→ **WHAT IS EXPECTED**:
Write out the passage from the reflection on faith below, starting with "It was my own" and going on through "NOT His plan.".

+++ TEXT SECTION +++

Please understand I am by NO MEANS saying that I have not felt the consequences of my own actions or the actions of others. 

The words of a song from Third Day run through my thoughts on repeat often, the line I hear most is "... Deep water faith in the shallow end.." For me, It tells me where I was and how I now see things from what I hope is a much DEEPER faith, simply because of the place I ended up.

I was at rock bottom.....if it could go wrong, it did. God allowed me to hit a place where I couldn't even look up, I just wanted to lay down and die. I didn't want to take my own life at least not at first (there was a point where I did get very close...BUT GOD again).

It was my own personal living hell, and I couldn't see the other side, I couldn't even see the next step. All I saw was darkness, despair, and all I was hearing from God, was 

...... wait......wait......wait.... be still.......be still.....wait......

In my mind, I believed this meant that he was going to put the pieces back together again, but in hindsight, I know my version was NOT His plan.

In all that waiting and being still, God slowly began to teach me that sometimes the right decisions and the right direction may still be hard and look and feel WRONG, simply because part of the faith journey is learning to 

...keep going when its hard, or feels wrong, and trusting God to get you there, (you also have to stop giving him directions on how and when, and where you THINK you should be going.... wink,wink)

I know I still have a long way to go, but I know He will get me there, because HE never let go of me in the middle of my mess, so I know He will stay with me through the rest of the journey.


Side note: I could list all the verses and devotions that He used to get me through and the friends who held me up when I couldn't stand, but its late and I stink at remembering exact refernces for scripture, I also was not planning to do this therefore I am ill prepared.

Yes,I just suddenly felt the need to put thoughts down and hopefully stop some of the swirling in my head, maybe there will be more specifics later, maybe not, I honestly don't know.

....all I know is this,,, God is Good ALL THE TIME, and ALL the time, GOD IS GOOD!


Monday, January 25, 2021

When God doesn't follow the script...

 .. I am still here.... surviving.. day by day... 

God is still here, while He seems quiet, I know He is here.... His Word is slowly penetrating every part of my brain, and my life. He is showing me who He is, and reminding me, of who I am.

Most of my life I have always been a people pleaser, I was so busy trying to be who I thought others wanted me to be, I lost me, and lost my joy. 

God never lost sight of who He wanted me to be. It has taken a long hard road, but He has my attention now, and I desperately want to be who He created me to be, not a copy of someone else, or a shadow of me, I want to be .... me.

Why was I never enough...?

    WHY do I have to go through this...?

        Why did it workout for everyone else???

          How come I can't get it right..???? ... ever

In truth, I may never get answers.... and the hardest question...

    ..... what if He doesn't put it back together??? 

My fear lives there... in those words, because that is what I desperately want.... but the answer seems to be.... no.... 

It might be... not right now.... or wait.... 

But it is definitely... not now.... and so the question comes ...

... what if???

   ... what if it doesn't... ???

     ..... will I still believe... will I choose faith over                    fear... 

     .... will I choose to trust.. even in the dark, even                  when the answer doesn't follow my script..


I keep asking... God I have faith and trust... please help my unbelief and distrust...

It comes down to what the end goal is..

    Is it just to put back together... what was broken                .. or is it to heal the brokenness ... ?

+++ RECORDS SHOWN +++

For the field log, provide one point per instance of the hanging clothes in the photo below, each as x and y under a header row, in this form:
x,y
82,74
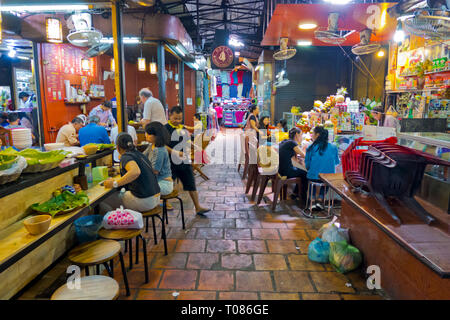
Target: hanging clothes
x,y
214,87
225,91
225,77
247,82
233,91
240,86
218,90
234,78
240,75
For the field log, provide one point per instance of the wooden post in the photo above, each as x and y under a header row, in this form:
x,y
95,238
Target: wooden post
x,y
161,73
119,76
181,85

+++

→ **ANSWER FOR THIS EXERCISE**:
It was my own personal living hell, and I couldn't see the other side, I couldn't even see the next step. All I saw was darkness, despair, and all I was hearing from God, was 

...... wait......wait......wait.... be still.......be still.....wait......

In my mind, I believed this meant that he was going to put the pieces back together again, but in hindsight, I know my version was NOT His plan.